▶ _Problem requirements_:
Update the items from the line containing "Where can you see the green" through the end, replacing "green foliage" with "leafy shrubs" and leaving everything else unchanged.

+ + + + + + +

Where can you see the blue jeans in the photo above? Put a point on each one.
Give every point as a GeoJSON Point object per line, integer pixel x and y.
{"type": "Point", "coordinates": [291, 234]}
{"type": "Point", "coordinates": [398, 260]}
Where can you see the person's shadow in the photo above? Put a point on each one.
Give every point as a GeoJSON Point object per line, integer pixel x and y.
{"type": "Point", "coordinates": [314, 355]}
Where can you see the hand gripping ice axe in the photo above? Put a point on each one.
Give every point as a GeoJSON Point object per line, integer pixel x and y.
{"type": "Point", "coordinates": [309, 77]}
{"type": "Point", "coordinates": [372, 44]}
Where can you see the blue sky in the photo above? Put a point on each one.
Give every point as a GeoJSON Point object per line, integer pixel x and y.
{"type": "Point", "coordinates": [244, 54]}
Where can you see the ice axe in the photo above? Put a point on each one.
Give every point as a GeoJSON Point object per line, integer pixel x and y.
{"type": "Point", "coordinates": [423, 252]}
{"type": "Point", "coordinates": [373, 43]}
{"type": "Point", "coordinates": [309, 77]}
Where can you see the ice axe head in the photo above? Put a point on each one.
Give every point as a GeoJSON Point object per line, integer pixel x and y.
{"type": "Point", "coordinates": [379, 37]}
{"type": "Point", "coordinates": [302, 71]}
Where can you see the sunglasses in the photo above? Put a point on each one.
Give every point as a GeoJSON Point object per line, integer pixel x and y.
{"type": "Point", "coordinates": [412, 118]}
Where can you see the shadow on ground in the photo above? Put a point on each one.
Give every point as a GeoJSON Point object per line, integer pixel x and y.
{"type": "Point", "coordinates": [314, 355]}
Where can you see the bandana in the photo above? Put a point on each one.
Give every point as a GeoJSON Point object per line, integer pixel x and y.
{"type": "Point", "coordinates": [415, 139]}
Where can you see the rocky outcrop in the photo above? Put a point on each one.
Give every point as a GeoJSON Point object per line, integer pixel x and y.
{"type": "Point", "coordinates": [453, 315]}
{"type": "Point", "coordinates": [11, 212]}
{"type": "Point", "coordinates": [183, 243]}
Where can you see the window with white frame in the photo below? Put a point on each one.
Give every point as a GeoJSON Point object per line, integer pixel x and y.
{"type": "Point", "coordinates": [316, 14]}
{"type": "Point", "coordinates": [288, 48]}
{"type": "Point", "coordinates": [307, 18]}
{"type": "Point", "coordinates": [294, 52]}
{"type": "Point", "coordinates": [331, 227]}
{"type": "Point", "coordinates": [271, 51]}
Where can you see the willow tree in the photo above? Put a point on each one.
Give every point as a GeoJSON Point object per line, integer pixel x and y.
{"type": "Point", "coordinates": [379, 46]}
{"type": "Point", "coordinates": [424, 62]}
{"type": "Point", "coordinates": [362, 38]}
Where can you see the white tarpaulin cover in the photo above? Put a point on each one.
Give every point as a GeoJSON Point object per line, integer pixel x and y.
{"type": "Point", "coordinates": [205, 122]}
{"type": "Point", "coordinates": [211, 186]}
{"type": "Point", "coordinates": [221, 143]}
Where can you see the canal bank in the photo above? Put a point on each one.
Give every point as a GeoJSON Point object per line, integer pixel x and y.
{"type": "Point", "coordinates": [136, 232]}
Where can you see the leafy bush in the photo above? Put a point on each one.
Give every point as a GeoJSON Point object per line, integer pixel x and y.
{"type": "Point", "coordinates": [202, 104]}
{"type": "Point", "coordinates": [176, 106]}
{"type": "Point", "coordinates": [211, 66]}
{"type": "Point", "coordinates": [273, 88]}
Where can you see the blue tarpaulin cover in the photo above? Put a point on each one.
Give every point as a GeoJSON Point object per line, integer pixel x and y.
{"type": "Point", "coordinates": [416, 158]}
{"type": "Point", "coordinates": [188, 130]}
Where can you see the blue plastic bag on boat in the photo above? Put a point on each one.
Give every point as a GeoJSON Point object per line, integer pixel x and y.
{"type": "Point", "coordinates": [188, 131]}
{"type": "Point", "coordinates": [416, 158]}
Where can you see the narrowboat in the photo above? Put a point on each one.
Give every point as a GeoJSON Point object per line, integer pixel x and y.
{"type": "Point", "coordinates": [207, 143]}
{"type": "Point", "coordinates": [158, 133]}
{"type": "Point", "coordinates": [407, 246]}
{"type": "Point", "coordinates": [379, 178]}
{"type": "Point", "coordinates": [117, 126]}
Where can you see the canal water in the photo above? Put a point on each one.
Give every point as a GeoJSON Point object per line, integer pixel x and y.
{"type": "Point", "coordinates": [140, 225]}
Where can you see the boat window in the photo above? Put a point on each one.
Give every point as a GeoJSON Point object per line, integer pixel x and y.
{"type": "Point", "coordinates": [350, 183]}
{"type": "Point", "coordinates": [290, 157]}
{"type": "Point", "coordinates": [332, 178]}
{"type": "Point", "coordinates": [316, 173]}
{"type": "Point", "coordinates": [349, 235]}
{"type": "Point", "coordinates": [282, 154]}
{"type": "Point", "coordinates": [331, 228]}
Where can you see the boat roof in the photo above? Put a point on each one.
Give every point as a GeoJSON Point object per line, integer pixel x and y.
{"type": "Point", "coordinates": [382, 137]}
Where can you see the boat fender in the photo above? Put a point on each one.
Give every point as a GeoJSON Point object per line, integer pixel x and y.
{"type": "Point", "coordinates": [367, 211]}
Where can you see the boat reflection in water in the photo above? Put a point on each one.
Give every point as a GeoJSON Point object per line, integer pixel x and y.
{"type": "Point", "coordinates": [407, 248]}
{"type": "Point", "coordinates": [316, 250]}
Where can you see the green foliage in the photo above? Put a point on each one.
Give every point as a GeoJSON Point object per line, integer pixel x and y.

+ + + + + + +

▶ _Solved problem_:
Where can you see the leafy shrubs in the photo above? Put a point on each one.
Give every point as a GeoJSON Point object per line, integer pixel x and y.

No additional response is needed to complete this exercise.